Plane Hunt Fails to Replicate Signal as Search Narrows

Ships combing the Indian Ocean for a missing Malaysian Air jet failed to detect new pings that might point the way to the jet’s flight recorders, as investigators narrowed the search area by almost two-thirds.

Australia’s Ocean Shield heard no more sounds after picking up signals this weekend, the Joint Agency Coordination Centre said today. Detecting pulses consistent with transmissions from the black boxes is essential before sending an unmanned submarine to scour the seabed.

Investigators are racing against time to pick up the pings again because beacons on the cockpit-voice and flight-data recorders are nearing the end of their batteries’ 30-day lifespan since Flight 370’s March 8 disappearance. What they don’t know is whether they have strayed out of range or whether the pingers’ power is fading.

- [Work task 1]
According to the news article on the missing Malaysian Air jet, why are investigators racing against time to pick up the pings again?
- [Work task 2]
In the news article on the missing Malaysian Air jet, by how much did investigators narrow the search area?
- [Work task 3]
Set down the passage of the news article from "Investigators are racing" up to and including "power is fading.".

Saved data entries
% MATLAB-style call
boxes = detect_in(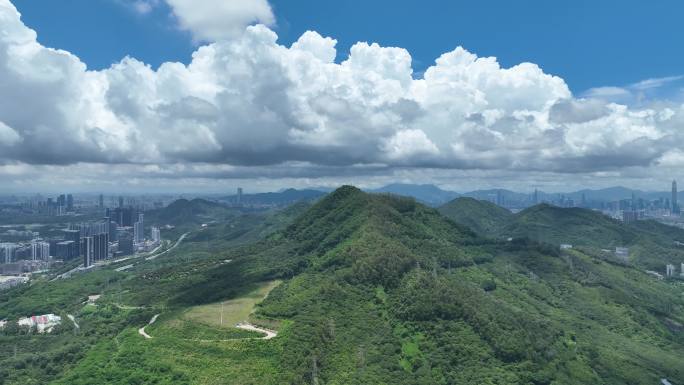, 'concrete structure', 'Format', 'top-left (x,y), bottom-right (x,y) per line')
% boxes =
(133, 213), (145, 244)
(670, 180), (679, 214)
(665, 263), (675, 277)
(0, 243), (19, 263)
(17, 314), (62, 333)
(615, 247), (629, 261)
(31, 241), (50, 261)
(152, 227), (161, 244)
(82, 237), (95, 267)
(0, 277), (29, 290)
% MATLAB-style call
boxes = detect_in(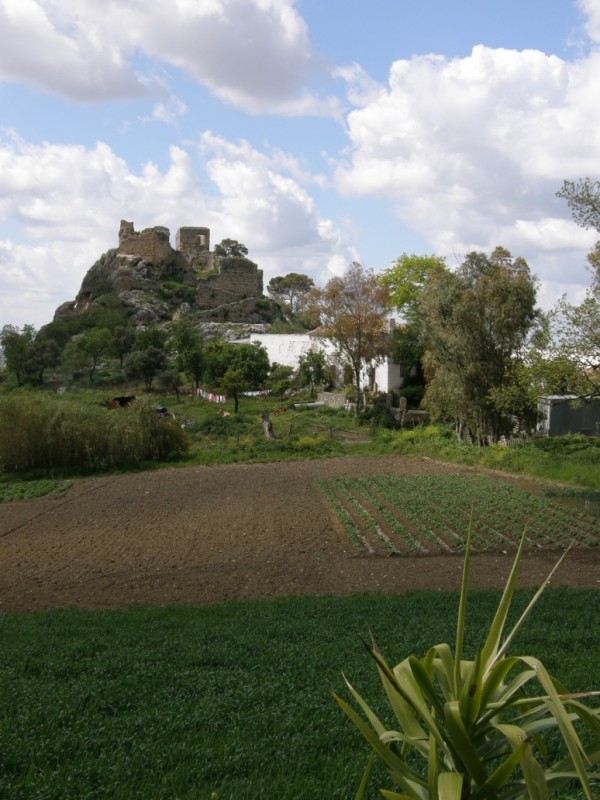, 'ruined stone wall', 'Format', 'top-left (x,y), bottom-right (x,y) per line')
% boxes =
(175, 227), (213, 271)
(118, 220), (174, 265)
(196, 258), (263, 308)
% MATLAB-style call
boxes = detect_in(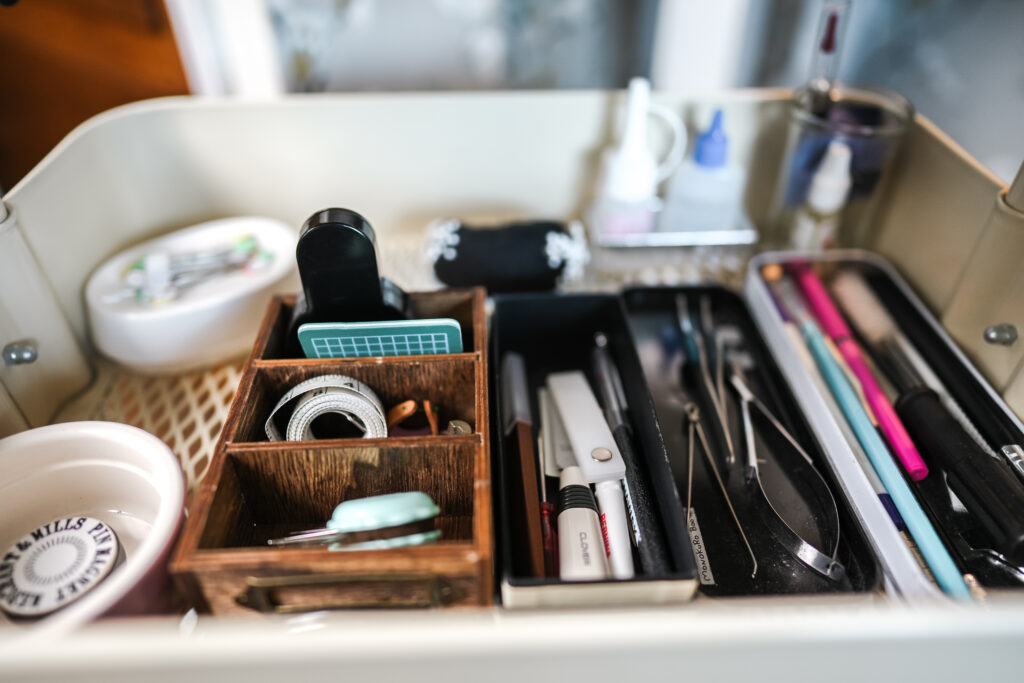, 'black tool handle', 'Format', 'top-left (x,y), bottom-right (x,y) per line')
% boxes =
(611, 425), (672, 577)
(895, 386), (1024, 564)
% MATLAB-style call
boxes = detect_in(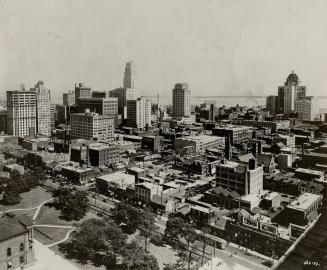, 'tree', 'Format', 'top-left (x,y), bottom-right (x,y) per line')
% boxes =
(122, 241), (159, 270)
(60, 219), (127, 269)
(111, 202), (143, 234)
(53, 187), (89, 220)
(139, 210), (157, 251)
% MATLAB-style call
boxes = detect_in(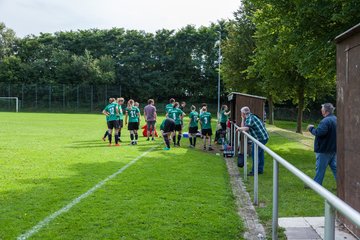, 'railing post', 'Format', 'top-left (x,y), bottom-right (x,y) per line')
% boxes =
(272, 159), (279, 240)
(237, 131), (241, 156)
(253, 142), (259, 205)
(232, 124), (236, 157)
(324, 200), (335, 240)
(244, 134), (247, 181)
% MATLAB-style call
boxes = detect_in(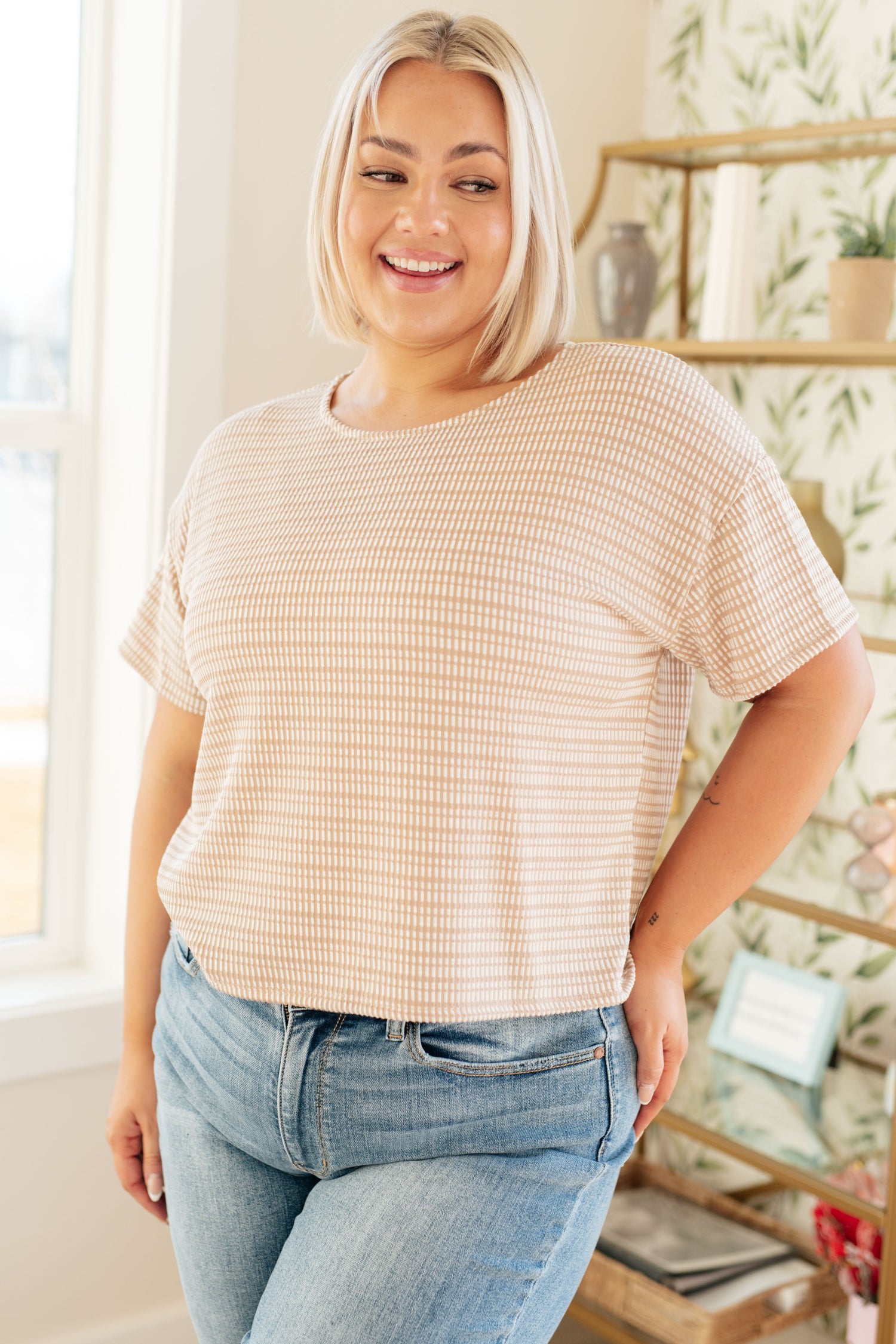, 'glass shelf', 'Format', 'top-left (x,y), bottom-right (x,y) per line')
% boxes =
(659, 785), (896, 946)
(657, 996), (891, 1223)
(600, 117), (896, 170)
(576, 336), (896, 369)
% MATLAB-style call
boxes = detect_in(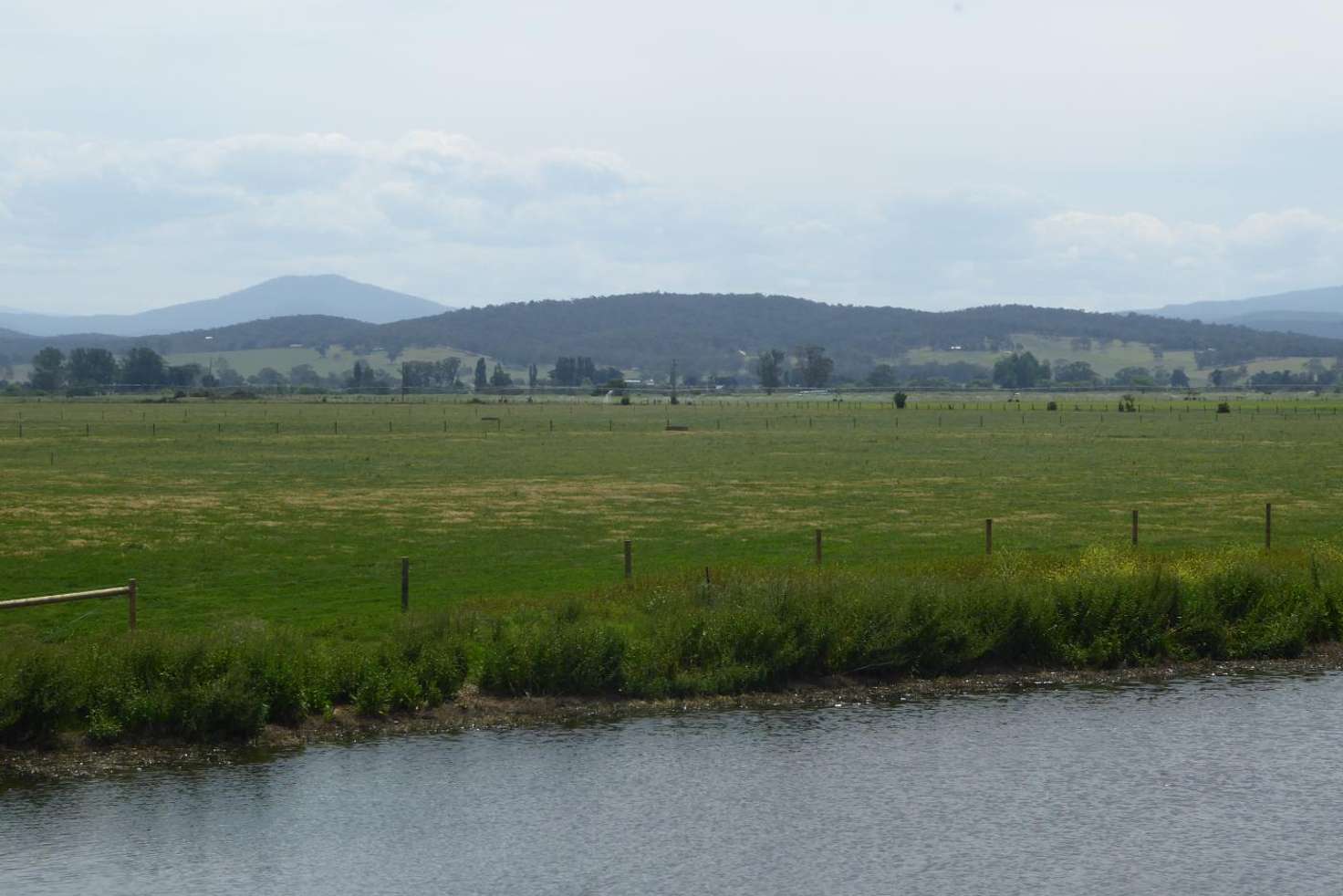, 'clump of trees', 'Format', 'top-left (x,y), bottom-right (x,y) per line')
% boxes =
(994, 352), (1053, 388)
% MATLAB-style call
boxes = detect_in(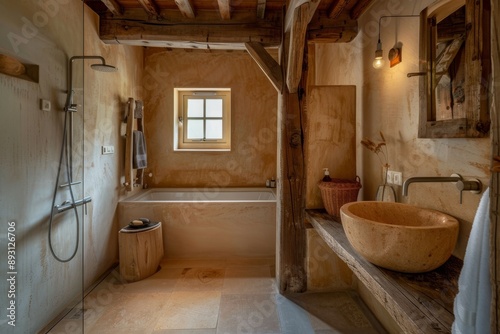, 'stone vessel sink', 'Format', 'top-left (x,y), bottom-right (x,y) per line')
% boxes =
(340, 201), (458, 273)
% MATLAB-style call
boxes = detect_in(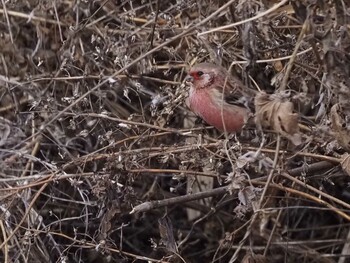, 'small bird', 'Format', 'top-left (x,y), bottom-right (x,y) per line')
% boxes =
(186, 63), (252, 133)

- [Task answer 1]
The beacons on the cockpit-voice and flight-data recorders are nearing the end of their batteries' 30-day lifespan, counted from Flight 370's disappearance on March 8.

- [Task answer 2]
By almost two-thirds.

- [Task answer 3]
Investigators are racing against time to pick up the pings again because beacons on the cockpit-voice and flight-data recorders are nearing the end of their batteries’ 30-day lifespan since Flight 370’s March 8 disappearance. What they don’t know is whether they have strayed out of range or whether the pingers’ power is fading.